_作業内容_
下に掲げるティトゥス・ヘルミニウス・アクィリヌスに関する文章を、最後に示された文の後から書き継いでください。
#### 読解用抜粋 ####
コンテンツにスキップ

ティトゥス・ヘルミニウス・アクィリヌス

出典: フリー百科事典『ウィキペディア(Wikipedia)』

ティトゥス・ヘルミニウス・アクィリヌス
Titus Herminius Aquilinus
出生 不明
死没 紀元前498年
出身階級 パトリキ
氏族 ヘルミニウス氏族
官職 執政官(紀元前506年)
テンプレートを表示

ティトゥス・ヘルミニウス・アクィリヌスラテン語: Titus Herminius Aquilinus、生年不詳 - 紀元前498年)は共和政ローマ初期の政治家・軍人。紀元前506年執政官(コンスル)を務めた。しかし、彼が有名なのはクルシウムラルス・ポルセンナの攻撃からスブリキウス橋(en)を守りきったためである[1]

出自

[編集]

ヘルミニウス氏族は共和政ローマ初期に活躍したパトリキ(貴族)系氏族である。ローマ人はヘルミニウス氏族をエトルリア系とみなしており、紀元前448年の執政官ラルス・ヘルミニウス・コリティネサヌスのようにエトルリア系のプラエノーメン(第一名、個人名)を用いた数少ないローマ氏族の一つである[2]。しかしながら、スブリキウス橋の戦いでは、サビニ系を代表する人物とされている[3]

クルシウムとの戦い

[編集]
オクタウィウス・マミリウスを横に従え、スブリキウス橋の戦いに先立ちローマを偵察するラルス・ポルセンナ戦車上)。この戦いでヘルミウスは永遠に語り継がれる栄誉を得、また後のレギッルス湖畔の戦いでマミリウスを倒すことになる。トーマス・マコーリーの『古代ローマ詩歌集』の挿絵(John Reinhard Weguelin画)
#### 調査対象の記録 ####
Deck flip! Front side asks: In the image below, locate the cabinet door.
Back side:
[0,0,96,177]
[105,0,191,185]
####
#### 調査対象の記録 ####
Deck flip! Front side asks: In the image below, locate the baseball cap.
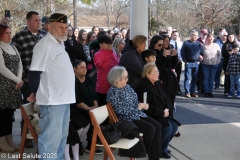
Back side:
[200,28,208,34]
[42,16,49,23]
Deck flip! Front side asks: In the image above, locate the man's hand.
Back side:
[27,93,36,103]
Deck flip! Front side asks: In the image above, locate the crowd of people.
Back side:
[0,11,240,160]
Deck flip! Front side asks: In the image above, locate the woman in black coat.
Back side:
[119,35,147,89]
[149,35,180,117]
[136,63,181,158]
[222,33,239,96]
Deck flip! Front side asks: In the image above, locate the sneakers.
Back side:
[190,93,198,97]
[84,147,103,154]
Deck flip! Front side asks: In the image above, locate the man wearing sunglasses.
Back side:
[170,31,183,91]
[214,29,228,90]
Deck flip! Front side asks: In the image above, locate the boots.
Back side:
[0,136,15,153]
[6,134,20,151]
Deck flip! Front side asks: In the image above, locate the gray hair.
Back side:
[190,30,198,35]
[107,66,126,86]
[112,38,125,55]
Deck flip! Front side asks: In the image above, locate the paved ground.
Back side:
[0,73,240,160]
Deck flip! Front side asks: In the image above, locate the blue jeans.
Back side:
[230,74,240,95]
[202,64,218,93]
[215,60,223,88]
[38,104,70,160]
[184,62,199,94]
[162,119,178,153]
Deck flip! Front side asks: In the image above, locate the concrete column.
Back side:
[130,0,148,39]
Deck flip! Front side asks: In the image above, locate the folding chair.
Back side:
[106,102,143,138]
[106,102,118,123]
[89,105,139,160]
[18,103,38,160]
####
_期待される出力_
紀元前509年、第7代ローマ王タルクィニウス・スペルブスが追放されると、クルシウム王ラルス・ポルセンナはタルクィニウスを復位させるか、あるいは自身が王位につくことでローマを支配しようと考えた。翌紀元前508年、ポルセンナはローマに向けて兵を進めた。ポルセンナはヤニクルムの丘を含むティブル川西岸を占領した。続いてクルシウム軍は、ローマ市内につながる木製のスブリキウス橋(en)へと向かった。これを認めたローマ軍は川の東岸へ撤退し、工兵が橋を落とす作業を開始した。しかし、プブリウス・ホラティウス・コクレス(en)、スプリウス・ラルキウス・ルフスとヘルミニウの3人は西岸に踏みとどまりクルシウム軍と戦った。19世紀初頭の歴史家バルトホルト・ゲオルク・ニーブールはこの3人の象徴的な重要性を指摘している。3人は古代ローマを構成する3つのトリブスの代表者であった。即ち、ホラティウスはラテン人を代表し、ヘルミニウスはサビニ人を、ラルキウスはエトルリア人を代表した[4][5][3]

橋は非常に狭かったため、守備する3人と一度に戦えるのはせいぜい数人であった。伝説によると、3人は橋が破壊される寸前まで戦い、ホラティウスが最後まで残って他の二人を安全に撤退させた。橋が破壊されるのを見届けると、ホラティウスは川に飛び込んだ。その結末は諸説あり、多くの資料ではティブル川を泳ぎ渡ったとするが、ポリュビオスは川の中で死んだとする[4][5][6][7][8]

この後クルシウム軍はローマを包囲するが、ヘルミニウスとラルキウスは再び戦いの場に登場する。執政官プブリウス・ウァレリウス・プブリコラが仕掛けた、エトルリアの襲撃部隊を捕虜とするための一連の欺瞞機動に両者とも参加している[9]

執政官

[編集]

紀元前506年、ヘルミニウスは共に橋を守ったスプリウス・ラルキウス・ルフスと共に執政官に就任した。執政官就任中に特に重要な事態は起こっていない。ニーブールはカピトリヌスのファスティ(執政官一覧)に1年の空白(おそらく、ポルセンナがローマを占領・支配した)を埋めるために後から挿入されたのではないかと考えている。彼らの後任執政官はポルセンナに使者を送り、タルクィニウスの復位を認めないという条件で講和を実現している[10][11]

レギッルス湖畔の戦い

[編集]
レギッルス湖

紀元前498年、ローマとラテン人の間に戦争が発生する(第一次ラティウム戦争)。王政ローマ末期、多くのラテン都市はローマと同盟を結んでおり、共和政になっても同盟を維持する都市もあったが、復位を狙うタルクィニウスを支援する都市もあった。ラテン同盟側はトゥスクルム(en)の王子でタルクィニウスの義理の息子であるオクタウィウス・マミリウス(en:Octavius Mamilius)が軍の司令官となった。これに対処するため、ローマはアウルス・ポストゥミウス・アルブス・レギッレンシス独裁官(ディクタトル)に任じ、ティトゥス・アエブティウス・ヘルウァが騎兵長官(マギステル・エクィトゥム)となった。ヘルミウスもローマ軍の将軍として出征し、両軍はレギッルス湖近くで激突した。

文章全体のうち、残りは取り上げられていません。